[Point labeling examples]
○ ○ ○ ○

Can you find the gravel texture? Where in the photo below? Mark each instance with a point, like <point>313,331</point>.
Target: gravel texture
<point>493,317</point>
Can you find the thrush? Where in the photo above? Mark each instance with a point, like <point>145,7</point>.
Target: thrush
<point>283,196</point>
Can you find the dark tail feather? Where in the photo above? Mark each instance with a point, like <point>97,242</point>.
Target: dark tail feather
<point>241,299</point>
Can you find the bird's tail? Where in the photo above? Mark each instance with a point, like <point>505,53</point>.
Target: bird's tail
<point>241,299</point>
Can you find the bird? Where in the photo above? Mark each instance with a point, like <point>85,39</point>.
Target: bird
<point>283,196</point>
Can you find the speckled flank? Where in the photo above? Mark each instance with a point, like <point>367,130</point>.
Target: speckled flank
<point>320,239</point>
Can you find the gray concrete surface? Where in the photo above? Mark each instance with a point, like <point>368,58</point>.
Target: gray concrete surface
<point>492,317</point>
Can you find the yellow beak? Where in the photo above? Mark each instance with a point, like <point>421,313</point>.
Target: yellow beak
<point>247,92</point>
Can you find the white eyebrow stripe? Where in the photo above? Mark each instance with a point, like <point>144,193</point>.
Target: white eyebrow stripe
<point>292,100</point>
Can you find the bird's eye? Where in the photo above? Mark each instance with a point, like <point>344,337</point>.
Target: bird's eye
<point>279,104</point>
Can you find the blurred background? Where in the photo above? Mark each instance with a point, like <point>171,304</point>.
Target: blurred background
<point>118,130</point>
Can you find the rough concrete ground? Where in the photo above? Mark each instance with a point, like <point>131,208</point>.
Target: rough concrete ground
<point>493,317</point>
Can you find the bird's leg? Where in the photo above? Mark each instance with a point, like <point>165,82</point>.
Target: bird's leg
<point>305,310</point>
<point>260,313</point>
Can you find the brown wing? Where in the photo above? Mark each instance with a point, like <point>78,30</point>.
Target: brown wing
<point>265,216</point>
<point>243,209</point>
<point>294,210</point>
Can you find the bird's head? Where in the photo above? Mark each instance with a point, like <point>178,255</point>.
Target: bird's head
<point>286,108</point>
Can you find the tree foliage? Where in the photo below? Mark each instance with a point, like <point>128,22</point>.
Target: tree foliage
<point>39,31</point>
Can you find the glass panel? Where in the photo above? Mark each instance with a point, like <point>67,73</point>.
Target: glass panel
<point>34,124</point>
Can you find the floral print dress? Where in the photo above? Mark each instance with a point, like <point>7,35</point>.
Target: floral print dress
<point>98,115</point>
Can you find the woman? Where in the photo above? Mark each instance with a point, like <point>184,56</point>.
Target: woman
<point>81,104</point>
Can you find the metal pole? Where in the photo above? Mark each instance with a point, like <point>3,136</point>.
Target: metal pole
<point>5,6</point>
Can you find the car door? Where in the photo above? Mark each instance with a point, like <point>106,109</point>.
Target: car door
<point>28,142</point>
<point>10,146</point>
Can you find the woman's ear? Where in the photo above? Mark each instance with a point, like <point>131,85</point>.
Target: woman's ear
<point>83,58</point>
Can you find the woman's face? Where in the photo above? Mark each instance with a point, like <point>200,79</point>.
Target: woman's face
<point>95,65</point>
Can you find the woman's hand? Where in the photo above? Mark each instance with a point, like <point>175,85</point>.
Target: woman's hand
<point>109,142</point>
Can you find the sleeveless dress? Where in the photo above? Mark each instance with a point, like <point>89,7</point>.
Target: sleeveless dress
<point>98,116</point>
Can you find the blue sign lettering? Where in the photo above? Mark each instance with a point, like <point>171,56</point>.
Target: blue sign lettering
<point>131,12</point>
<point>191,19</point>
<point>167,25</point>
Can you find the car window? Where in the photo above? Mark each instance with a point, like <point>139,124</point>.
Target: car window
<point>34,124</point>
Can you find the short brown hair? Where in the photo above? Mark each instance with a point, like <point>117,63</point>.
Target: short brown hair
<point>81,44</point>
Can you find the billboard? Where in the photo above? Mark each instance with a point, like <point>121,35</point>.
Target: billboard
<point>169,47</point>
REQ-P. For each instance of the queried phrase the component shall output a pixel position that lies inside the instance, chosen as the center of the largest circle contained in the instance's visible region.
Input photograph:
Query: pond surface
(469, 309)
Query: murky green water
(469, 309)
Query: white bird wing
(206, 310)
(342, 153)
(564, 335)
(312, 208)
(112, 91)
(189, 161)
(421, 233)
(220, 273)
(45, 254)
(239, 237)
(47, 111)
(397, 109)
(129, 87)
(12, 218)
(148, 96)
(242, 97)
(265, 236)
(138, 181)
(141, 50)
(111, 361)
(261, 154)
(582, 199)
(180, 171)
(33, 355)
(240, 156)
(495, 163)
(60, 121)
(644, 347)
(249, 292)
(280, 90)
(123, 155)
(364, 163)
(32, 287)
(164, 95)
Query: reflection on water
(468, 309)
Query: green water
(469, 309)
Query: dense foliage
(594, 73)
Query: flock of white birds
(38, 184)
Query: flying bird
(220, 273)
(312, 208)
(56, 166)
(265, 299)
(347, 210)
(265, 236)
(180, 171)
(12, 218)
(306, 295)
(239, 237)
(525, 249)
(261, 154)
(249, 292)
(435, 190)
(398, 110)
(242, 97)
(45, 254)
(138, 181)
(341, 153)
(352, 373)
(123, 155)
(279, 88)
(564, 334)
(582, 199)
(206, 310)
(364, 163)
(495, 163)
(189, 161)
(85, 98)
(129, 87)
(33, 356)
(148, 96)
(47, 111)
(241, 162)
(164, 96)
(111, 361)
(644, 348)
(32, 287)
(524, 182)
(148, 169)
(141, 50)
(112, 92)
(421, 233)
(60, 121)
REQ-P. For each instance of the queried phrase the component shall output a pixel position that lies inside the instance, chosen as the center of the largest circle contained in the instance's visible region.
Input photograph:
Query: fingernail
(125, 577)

○ ○ ○ ○

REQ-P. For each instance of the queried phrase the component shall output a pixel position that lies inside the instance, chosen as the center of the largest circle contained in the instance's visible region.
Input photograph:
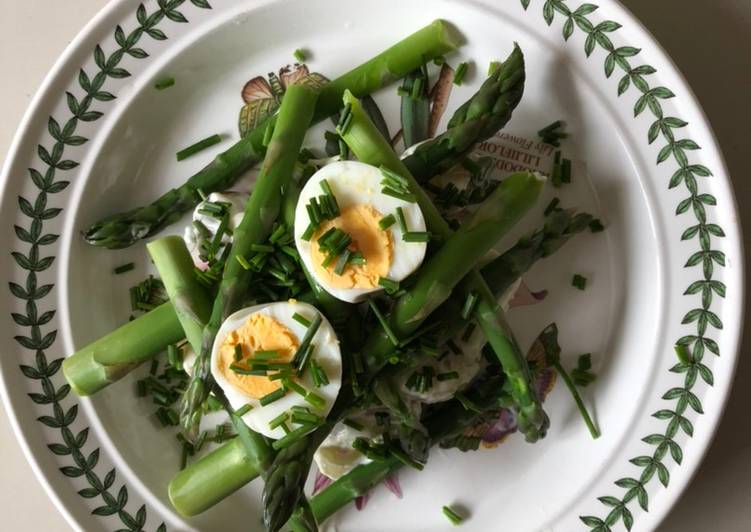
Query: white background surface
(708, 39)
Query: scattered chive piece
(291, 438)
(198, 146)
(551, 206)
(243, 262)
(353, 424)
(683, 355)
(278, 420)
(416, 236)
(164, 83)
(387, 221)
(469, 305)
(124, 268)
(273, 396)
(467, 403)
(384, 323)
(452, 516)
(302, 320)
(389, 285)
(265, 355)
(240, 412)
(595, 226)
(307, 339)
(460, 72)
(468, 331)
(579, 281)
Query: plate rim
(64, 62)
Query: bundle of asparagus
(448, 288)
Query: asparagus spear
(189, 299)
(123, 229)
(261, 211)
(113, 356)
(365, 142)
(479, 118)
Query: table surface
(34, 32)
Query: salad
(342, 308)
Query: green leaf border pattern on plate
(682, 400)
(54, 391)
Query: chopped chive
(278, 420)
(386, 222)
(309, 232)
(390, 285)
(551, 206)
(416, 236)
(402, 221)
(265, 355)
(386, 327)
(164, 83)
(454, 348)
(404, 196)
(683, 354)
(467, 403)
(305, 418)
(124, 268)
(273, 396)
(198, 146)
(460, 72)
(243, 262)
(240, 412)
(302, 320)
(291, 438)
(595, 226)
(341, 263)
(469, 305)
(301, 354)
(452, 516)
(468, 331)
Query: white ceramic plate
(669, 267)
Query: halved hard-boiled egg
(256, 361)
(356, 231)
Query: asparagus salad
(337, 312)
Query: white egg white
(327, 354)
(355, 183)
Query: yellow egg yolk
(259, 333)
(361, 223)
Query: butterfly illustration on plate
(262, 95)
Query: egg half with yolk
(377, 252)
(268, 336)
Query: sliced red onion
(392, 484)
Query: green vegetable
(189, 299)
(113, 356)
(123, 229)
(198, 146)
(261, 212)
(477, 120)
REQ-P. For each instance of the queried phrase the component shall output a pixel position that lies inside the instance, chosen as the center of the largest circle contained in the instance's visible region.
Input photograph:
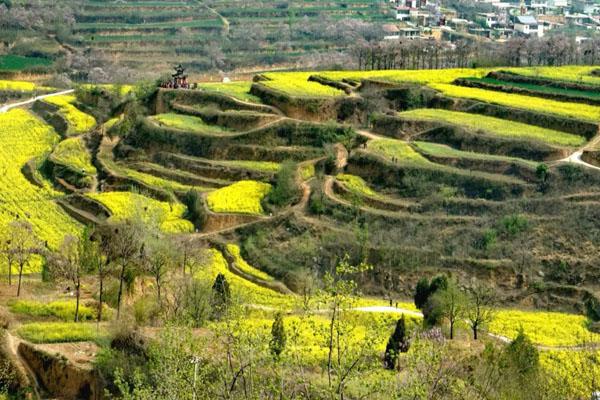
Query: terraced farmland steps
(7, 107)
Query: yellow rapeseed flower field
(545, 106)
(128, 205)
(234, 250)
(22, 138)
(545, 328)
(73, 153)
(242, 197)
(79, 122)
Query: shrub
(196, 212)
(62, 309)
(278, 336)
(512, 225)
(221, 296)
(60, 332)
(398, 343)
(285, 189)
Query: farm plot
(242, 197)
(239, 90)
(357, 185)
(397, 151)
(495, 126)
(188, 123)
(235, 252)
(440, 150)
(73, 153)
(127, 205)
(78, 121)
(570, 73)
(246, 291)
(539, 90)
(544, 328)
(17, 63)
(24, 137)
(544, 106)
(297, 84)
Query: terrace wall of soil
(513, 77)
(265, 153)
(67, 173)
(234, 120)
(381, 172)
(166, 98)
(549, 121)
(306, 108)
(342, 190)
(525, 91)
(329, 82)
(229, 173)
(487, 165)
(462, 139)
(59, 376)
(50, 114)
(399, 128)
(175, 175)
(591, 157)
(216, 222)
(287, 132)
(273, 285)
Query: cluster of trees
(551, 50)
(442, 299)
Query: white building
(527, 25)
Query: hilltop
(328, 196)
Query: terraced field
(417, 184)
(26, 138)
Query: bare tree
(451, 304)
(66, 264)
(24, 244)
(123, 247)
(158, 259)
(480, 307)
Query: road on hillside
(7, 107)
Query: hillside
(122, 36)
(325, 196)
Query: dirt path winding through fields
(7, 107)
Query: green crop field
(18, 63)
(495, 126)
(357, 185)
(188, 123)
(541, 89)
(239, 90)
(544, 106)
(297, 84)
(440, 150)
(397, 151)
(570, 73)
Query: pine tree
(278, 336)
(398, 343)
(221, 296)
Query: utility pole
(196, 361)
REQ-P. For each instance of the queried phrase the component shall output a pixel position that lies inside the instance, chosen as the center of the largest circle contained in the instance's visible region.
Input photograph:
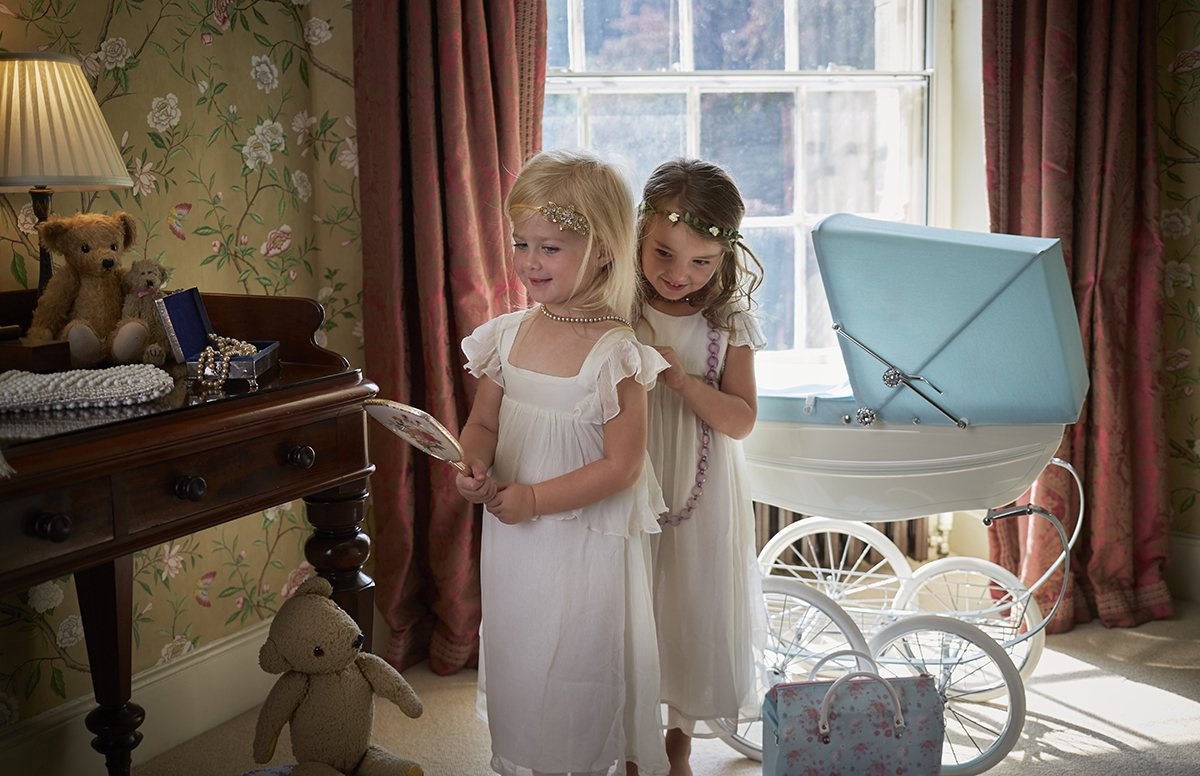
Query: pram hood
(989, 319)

○ ○ ○ ○

§ Objective
Copy out word for word everything in the material above from the line that contains "Can you find the gravel" down to the line that contains "<point>247,92</point>", including both of those lines.

§ Full answer
Can you find the gravel texture? Where in the photo below? Mark each instance with a point, like <point>313,331</point>.
Target: gravel texture
<point>493,317</point>
Can you find the thrush? Where in the photo above? Mark each instance with a point, like <point>145,7</point>.
Target: thrush
<point>283,196</point>
Can you find the dark tail feather? Where in the photo above? Mark each instance with a point, like <point>97,242</point>.
Target: dark tail feather
<point>241,299</point>
Can you find the bird's tail? Where in the photo above? Mark each instance with a point, like <point>505,53</point>.
Target: bird's tail
<point>241,299</point>
Can you find the bird? Where in the photo above? Mark each instance with a point, like <point>85,39</point>.
Target: bird
<point>283,196</point>
Can you find the speckled flank? Where in the photo above? Mark each instance with a point, like <point>367,130</point>.
Target: speckled flank
<point>320,239</point>
Can you find the gray concrete surface? Where in the photo above? Mark each instance with a point, like <point>368,58</point>.
Target: gray concrete surface
<point>492,317</point>
Can you find the yellow beak? Where in the photo above? Mark each instance with a point, like <point>421,313</point>.
Target: yellow beak
<point>247,92</point>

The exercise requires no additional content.